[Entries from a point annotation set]
## Begin
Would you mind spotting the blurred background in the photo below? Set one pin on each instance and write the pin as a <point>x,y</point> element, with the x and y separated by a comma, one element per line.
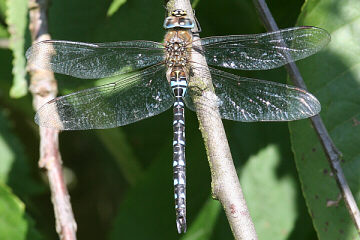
<point>120,180</point>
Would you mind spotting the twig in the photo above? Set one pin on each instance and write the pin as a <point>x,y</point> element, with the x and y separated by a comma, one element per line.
<point>334,156</point>
<point>225,182</point>
<point>43,87</point>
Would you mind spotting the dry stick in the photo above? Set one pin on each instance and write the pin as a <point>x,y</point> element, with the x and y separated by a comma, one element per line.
<point>334,156</point>
<point>43,87</point>
<point>225,182</point>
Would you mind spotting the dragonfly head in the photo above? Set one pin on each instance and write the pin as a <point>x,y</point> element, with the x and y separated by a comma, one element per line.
<point>178,19</point>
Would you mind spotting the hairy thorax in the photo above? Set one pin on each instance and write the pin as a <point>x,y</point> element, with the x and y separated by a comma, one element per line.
<point>177,47</point>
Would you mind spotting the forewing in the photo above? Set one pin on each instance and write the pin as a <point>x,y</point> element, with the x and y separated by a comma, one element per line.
<point>94,60</point>
<point>251,100</point>
<point>135,97</point>
<point>266,50</point>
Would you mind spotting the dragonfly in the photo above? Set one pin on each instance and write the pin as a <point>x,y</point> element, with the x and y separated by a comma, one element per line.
<point>151,77</point>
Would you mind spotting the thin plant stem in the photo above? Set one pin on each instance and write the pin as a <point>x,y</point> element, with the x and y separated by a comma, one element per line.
<point>333,155</point>
<point>43,87</point>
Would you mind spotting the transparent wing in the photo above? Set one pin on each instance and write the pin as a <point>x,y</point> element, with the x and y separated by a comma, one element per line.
<point>130,99</point>
<point>266,50</point>
<point>94,60</point>
<point>251,100</point>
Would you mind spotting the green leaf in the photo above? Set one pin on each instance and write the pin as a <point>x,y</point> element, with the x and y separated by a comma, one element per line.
<point>333,76</point>
<point>271,200</point>
<point>115,5</point>
<point>14,167</point>
<point>16,19</point>
<point>14,223</point>
<point>114,140</point>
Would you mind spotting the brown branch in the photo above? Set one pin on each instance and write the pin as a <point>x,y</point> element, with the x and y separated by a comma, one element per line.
<point>225,182</point>
<point>4,43</point>
<point>43,87</point>
<point>333,155</point>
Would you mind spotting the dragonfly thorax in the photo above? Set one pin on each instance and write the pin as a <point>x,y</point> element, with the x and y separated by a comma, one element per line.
<point>177,51</point>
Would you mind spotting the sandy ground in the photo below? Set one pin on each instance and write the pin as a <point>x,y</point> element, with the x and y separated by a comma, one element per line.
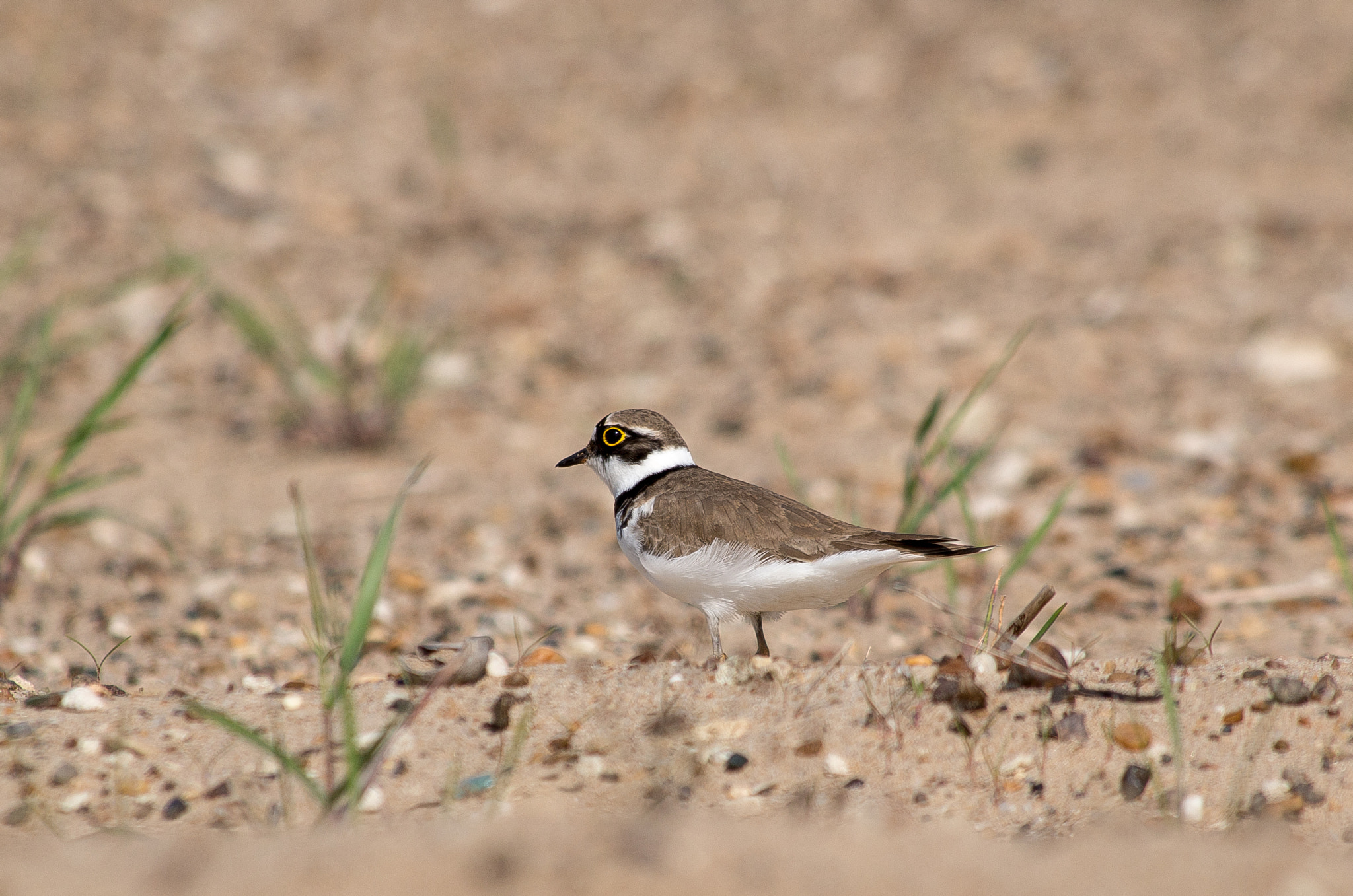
<point>793,226</point>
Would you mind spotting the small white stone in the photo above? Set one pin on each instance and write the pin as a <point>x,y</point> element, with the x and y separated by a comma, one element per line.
<point>371,800</point>
<point>1275,790</point>
<point>1216,446</point>
<point>1283,360</point>
<point>240,172</point>
<point>449,592</point>
<point>287,635</point>
<point>259,684</point>
<point>583,645</point>
<point>36,564</point>
<point>449,369</point>
<point>81,701</point>
<point>835,765</point>
<point>497,666</point>
<point>922,675</point>
<point>1018,765</point>
<point>213,587</point>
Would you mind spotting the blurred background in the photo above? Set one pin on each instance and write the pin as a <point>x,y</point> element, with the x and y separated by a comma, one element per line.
<point>793,222</point>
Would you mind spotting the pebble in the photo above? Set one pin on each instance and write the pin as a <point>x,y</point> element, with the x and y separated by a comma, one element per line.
<point>735,671</point>
<point>835,765</point>
<point>497,666</point>
<point>1290,691</point>
<point>1136,778</point>
<point>984,664</point>
<point>81,701</point>
<point>373,800</point>
<point>723,730</point>
<point>259,684</point>
<point>1072,728</point>
<point>1284,360</point>
<point>543,657</point>
<point>1048,671</point>
<point>1133,737</point>
<point>64,773</point>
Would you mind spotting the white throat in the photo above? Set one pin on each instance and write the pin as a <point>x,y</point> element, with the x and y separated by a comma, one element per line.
<point>620,476</point>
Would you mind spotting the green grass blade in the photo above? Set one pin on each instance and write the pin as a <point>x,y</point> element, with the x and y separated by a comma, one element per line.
<point>1048,626</point>
<point>322,373</point>
<point>72,519</point>
<point>1340,551</point>
<point>90,425</point>
<point>91,481</point>
<point>954,481</point>
<point>13,489</point>
<point>322,640</point>
<point>401,370</point>
<point>1035,538</point>
<point>258,334</point>
<point>1172,718</point>
<point>786,464</point>
<point>19,258</point>
<point>946,434</point>
<point>20,413</point>
<point>369,588</point>
<point>286,760</point>
<point>59,494</point>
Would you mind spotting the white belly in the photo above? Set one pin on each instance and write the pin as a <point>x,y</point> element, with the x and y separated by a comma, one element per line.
<point>727,580</point>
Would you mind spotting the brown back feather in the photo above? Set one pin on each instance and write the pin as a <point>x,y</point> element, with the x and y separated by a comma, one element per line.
<point>693,507</point>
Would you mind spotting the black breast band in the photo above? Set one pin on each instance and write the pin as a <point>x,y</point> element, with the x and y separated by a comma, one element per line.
<point>626,499</point>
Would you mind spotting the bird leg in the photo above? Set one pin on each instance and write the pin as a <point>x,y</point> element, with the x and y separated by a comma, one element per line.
<point>762,648</point>
<point>715,658</point>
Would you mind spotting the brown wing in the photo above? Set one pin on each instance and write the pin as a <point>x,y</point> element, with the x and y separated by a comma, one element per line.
<point>696,506</point>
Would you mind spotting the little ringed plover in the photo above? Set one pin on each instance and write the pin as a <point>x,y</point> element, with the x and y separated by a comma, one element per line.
<point>728,547</point>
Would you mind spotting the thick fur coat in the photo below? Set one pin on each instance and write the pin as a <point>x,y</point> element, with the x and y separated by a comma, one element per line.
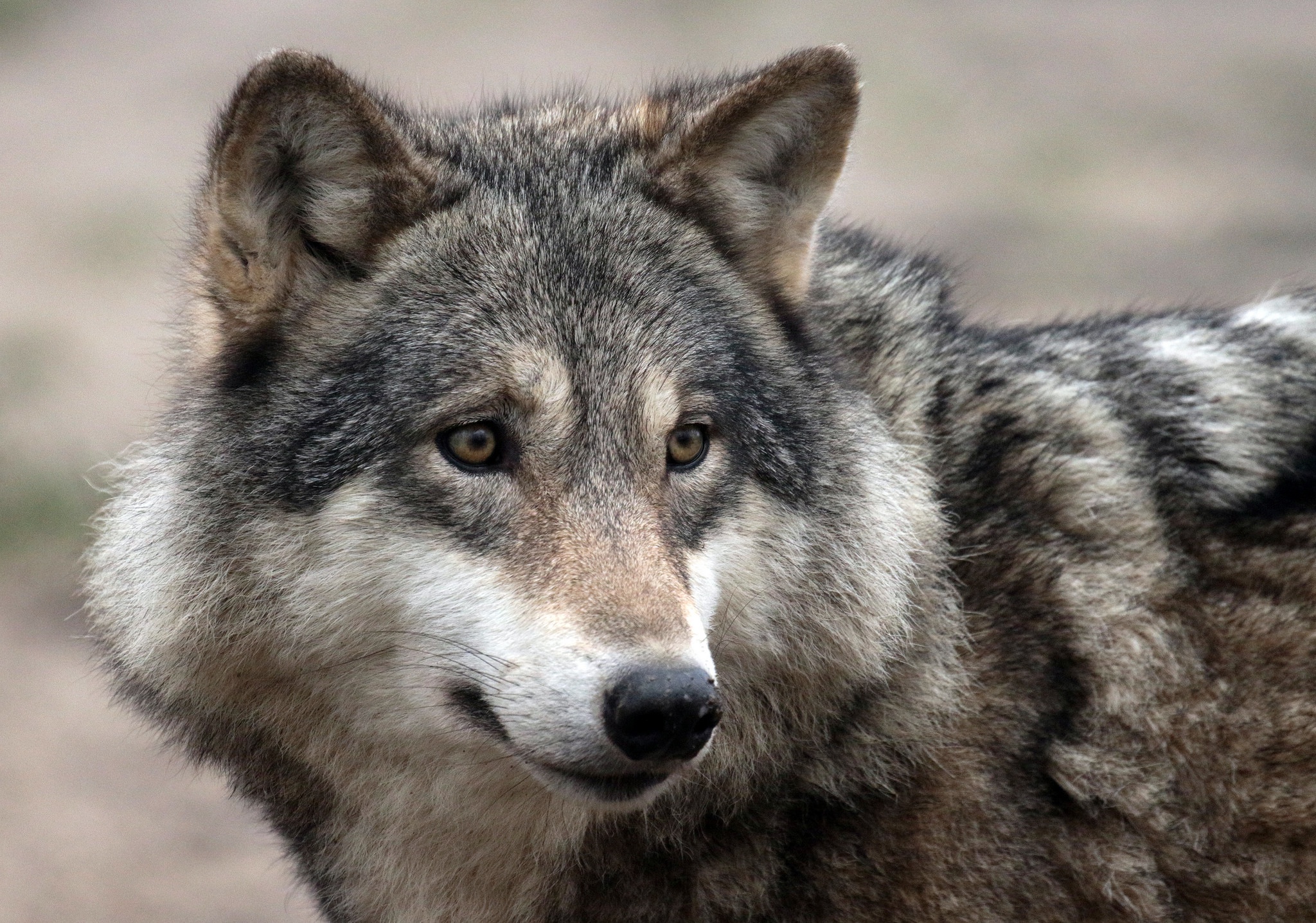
<point>1006,625</point>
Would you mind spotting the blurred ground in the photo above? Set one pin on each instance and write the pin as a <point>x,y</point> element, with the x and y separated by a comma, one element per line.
<point>1071,157</point>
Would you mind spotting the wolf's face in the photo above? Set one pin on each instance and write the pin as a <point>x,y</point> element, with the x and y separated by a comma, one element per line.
<point>491,410</point>
<point>524,449</point>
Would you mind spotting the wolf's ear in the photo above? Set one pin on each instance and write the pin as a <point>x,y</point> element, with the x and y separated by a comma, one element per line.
<point>308,175</point>
<point>758,162</point>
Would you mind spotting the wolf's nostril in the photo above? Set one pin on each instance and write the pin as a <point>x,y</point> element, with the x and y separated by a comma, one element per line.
<point>662,713</point>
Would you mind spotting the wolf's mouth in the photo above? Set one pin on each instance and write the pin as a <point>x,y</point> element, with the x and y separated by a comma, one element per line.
<point>607,788</point>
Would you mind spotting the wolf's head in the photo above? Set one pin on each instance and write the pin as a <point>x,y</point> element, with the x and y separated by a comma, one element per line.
<point>504,442</point>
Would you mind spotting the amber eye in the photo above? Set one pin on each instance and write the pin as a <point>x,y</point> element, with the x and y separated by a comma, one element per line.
<point>686,445</point>
<point>473,445</point>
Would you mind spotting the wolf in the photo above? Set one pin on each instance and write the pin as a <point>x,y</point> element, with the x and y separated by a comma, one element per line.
<point>557,518</point>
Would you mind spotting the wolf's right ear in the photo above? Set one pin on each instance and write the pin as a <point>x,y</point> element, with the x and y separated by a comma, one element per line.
<point>757,162</point>
<point>308,177</point>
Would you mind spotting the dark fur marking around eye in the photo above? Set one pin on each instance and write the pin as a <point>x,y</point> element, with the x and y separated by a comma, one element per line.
<point>474,708</point>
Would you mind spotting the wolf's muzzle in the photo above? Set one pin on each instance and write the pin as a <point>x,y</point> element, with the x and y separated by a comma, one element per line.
<point>662,713</point>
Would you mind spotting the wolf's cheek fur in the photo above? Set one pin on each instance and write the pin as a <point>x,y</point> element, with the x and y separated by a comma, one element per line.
<point>428,640</point>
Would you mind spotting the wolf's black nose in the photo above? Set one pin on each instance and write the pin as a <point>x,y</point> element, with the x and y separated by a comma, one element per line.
<point>662,713</point>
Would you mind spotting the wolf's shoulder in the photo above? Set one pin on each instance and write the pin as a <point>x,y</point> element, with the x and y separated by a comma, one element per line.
<point>1213,410</point>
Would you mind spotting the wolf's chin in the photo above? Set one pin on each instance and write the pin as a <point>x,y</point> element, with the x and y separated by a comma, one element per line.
<point>621,792</point>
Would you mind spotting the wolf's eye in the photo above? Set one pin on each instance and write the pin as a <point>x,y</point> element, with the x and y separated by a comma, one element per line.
<point>472,445</point>
<point>686,445</point>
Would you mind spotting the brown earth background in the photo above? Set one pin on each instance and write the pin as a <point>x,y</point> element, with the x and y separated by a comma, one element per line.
<point>1067,156</point>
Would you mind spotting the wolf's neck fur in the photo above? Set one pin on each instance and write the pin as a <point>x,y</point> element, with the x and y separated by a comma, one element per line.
<point>476,842</point>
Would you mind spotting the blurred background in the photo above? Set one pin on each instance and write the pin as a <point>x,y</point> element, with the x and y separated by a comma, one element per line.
<point>1067,156</point>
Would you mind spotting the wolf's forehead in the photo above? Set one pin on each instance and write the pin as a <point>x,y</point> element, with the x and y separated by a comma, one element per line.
<point>610,385</point>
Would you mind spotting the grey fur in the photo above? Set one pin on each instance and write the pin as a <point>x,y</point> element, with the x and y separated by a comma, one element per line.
<point>1008,625</point>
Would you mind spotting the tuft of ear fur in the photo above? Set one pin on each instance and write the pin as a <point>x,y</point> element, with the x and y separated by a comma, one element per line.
<point>308,177</point>
<point>758,164</point>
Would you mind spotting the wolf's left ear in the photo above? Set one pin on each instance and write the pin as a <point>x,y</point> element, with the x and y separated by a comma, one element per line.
<point>310,174</point>
<point>758,162</point>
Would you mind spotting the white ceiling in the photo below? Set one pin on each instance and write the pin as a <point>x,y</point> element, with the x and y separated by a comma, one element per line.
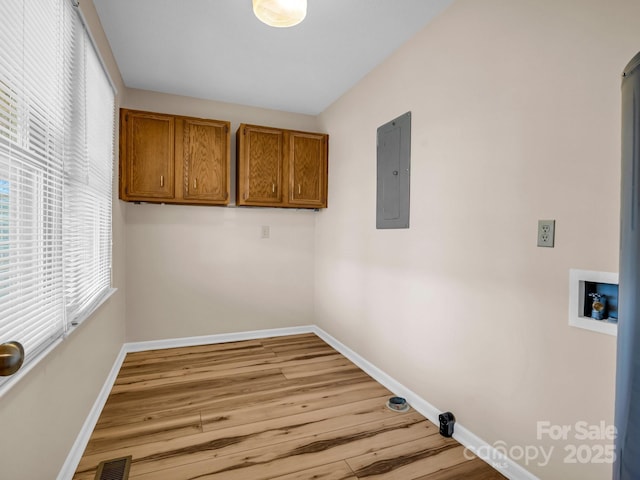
<point>218,50</point>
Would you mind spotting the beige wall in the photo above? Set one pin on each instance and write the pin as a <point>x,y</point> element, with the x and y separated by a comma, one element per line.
<point>205,270</point>
<point>40,417</point>
<point>516,117</point>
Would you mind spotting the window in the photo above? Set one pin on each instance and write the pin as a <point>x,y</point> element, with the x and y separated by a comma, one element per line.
<point>56,148</point>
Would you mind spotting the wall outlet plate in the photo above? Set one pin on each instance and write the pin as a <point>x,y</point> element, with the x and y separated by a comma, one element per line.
<point>546,233</point>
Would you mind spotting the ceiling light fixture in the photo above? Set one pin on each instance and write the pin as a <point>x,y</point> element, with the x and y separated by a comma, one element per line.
<point>280,13</point>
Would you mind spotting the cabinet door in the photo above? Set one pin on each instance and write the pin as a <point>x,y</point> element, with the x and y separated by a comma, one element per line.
<point>260,166</point>
<point>307,159</point>
<point>205,161</point>
<point>148,160</point>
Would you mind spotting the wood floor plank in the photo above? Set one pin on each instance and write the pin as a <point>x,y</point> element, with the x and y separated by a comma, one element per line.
## End
SHORT TASK
From the start of the items through the line containing "<point>120,180</point>", rewrite each line with "blurred background" swapped for "out-of-focus background" and everything else unchanged. Leave the pictures out of your answer.

THE COMPLETED TASK
Would you mind spotting the out-of-focus background in the photo below? Set one pin on each instance and write the pin as a <point>x,y</point> element, with the x and y separated by a comma, one element per line.
<point>120,180</point>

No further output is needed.